TASK INPUTS below:

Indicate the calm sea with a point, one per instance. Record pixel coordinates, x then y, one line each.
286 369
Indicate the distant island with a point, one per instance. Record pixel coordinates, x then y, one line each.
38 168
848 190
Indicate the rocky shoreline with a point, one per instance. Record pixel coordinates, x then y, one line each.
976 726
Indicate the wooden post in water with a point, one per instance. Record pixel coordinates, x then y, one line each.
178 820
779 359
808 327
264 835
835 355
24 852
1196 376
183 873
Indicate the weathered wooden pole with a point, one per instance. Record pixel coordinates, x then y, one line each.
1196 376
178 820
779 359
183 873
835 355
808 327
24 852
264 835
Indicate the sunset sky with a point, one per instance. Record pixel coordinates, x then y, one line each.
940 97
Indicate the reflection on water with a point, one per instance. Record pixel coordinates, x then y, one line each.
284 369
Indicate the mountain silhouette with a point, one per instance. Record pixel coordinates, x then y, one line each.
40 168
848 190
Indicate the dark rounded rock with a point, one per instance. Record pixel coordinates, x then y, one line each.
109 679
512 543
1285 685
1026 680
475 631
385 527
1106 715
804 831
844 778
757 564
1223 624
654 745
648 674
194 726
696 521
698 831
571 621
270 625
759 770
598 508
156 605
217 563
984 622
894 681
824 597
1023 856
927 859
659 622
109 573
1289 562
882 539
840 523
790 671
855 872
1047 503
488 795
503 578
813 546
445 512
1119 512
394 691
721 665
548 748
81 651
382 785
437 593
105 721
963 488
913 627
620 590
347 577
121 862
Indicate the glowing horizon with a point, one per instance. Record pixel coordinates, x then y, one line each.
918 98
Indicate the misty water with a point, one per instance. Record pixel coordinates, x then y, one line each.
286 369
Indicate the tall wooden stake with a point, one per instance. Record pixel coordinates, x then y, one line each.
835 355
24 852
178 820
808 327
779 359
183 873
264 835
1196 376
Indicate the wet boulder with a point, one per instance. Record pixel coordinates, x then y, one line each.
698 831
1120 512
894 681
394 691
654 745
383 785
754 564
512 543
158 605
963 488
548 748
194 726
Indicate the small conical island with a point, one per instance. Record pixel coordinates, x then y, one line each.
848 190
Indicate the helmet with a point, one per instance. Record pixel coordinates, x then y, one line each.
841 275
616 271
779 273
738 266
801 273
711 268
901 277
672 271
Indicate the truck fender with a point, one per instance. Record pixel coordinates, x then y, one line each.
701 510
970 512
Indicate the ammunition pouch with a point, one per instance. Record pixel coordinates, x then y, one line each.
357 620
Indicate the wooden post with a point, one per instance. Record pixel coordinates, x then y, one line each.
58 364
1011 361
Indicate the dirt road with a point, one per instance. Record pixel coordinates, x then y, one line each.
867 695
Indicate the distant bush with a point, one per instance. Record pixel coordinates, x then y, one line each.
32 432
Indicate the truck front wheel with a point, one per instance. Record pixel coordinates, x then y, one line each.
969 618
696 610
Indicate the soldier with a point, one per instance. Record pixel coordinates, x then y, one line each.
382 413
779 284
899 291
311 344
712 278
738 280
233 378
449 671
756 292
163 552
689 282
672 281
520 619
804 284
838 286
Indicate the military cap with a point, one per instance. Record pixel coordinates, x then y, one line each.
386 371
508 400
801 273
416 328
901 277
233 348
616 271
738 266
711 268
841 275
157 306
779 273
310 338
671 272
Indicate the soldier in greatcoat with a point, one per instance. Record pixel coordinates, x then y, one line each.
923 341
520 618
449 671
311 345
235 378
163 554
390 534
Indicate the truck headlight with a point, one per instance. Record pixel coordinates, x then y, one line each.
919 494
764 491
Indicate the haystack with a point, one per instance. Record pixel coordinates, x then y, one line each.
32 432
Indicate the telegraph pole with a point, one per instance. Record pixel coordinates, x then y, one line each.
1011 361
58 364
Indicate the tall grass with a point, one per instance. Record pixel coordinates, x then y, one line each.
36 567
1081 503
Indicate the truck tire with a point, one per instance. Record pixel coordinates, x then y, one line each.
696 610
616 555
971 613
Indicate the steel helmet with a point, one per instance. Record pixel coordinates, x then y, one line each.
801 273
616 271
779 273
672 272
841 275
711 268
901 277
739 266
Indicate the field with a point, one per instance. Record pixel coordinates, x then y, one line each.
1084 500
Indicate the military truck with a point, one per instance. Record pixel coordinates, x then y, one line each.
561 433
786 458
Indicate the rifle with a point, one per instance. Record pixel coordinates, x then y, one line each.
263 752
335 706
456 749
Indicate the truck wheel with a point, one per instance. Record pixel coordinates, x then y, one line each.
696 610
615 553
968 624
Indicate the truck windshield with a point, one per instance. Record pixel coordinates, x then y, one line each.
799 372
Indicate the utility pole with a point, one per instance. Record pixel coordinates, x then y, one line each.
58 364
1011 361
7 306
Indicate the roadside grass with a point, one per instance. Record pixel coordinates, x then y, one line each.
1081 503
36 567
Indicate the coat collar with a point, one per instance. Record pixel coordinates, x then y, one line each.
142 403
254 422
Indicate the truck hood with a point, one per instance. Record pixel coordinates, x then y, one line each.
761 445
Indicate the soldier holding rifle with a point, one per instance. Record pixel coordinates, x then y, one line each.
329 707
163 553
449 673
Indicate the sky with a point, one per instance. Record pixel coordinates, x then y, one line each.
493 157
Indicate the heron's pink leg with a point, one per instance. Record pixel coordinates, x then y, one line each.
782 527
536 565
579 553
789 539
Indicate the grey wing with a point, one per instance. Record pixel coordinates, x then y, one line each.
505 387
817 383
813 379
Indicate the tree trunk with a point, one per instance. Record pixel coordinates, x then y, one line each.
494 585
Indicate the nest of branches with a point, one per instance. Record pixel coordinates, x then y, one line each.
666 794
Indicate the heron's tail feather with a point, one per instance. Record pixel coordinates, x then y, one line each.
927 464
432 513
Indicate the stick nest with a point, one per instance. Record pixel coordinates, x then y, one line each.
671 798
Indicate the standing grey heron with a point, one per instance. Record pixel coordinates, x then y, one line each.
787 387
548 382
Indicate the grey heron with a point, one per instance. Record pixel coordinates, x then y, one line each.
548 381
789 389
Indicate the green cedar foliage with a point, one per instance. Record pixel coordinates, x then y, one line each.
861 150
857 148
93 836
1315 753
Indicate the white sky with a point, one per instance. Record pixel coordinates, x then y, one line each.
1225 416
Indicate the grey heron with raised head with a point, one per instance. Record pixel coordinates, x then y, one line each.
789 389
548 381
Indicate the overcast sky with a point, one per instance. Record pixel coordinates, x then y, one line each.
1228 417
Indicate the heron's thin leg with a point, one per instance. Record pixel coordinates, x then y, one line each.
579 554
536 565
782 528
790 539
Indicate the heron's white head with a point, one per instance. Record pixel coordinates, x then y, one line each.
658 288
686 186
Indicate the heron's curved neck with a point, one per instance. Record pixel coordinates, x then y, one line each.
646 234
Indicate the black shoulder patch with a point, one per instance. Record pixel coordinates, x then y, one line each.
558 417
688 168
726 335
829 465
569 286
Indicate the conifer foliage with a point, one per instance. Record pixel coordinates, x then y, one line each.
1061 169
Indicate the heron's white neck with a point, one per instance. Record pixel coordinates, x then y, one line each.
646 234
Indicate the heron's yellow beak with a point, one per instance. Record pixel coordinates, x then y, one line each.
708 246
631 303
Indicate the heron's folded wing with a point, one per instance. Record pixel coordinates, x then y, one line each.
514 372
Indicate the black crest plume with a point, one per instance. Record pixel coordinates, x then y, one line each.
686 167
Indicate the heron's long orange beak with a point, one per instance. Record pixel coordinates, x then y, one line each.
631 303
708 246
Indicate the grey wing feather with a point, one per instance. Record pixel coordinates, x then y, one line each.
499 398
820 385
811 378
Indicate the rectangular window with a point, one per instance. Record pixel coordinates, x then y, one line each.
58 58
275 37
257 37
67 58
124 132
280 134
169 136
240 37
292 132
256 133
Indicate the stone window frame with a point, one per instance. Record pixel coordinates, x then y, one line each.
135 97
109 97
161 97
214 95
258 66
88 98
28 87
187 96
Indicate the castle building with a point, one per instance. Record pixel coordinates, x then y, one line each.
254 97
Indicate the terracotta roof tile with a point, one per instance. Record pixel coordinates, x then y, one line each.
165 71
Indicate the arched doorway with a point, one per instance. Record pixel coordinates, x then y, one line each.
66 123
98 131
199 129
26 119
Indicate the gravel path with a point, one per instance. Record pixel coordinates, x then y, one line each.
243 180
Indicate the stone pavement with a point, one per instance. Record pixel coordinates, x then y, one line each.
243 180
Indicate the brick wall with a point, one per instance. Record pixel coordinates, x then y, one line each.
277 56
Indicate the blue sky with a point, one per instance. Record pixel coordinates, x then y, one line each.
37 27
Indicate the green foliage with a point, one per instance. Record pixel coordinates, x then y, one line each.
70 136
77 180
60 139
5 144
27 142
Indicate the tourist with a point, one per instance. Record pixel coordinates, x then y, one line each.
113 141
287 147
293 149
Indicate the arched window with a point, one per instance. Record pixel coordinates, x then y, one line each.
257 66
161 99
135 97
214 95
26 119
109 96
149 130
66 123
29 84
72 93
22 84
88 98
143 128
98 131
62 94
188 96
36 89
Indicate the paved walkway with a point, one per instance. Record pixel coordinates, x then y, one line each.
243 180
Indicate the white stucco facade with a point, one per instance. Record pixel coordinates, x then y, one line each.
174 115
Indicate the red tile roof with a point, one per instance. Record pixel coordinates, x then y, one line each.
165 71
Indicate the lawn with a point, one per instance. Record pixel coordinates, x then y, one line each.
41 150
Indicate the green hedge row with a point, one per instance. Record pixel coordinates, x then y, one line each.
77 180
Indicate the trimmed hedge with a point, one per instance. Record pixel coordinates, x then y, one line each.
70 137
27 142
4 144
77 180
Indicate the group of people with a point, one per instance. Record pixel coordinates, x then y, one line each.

End of TASK INPUTS.

→ **TASK**: The required output is every line from the one with "Indicate the brick" to the final line of the entries, repeated exactly and with nothing else.

→ **PROBLEM SOLUTION**:
Indicate the brick wall with a point, one per instance. Record pixel coordinates, x then y, one line each.
277 56
Indicate the blue sky with a point, one per instance. Record pixel coordinates, x then y, one line each.
37 27
Indicate the green foliage with a point, one per instance. Record pixel coordinates, x then y, one line each.
70 136
77 180
60 139
5 144
27 142
Indicate the tourist with a point, one per instance. Record pixel coordinates, x then y, one line each.
113 141
287 147
293 149
Indicate the arched window with a point, one per instance. Record pixel coordinates, x then y, one line each.
257 66
161 99
135 97
214 95
26 119
109 96
149 130
66 123
29 84
72 93
22 84
88 98
143 128
98 131
62 94
188 96
36 89
Indicate the paved walkway with a point, one per instance. Record pixel coordinates, x then y, one line each.
243 180
Indicate the white stucco facade with a point, one per instance. Record pixel coordinates, x then y, one line each.
174 115
Indicate the red tile roof with a point, one per instance. Record pixel coordinates, x then y, one line each.
165 71
Indicate the lawn with a point, one per instance. Record pixel coordinates, x then y, one line each.
41 150
Indicate the green hedge row with a point, one per instance. Record pixel coordinates, x then y, one line each.
77 180
Indicate the trimmed hedge with a point, one per instance. Record pixel coordinates, x then y, one line each.
70 137
27 142
4 144
77 180
Indicate the group of people with a point, one per instance. Record pixel coordinates, x then y, one line each.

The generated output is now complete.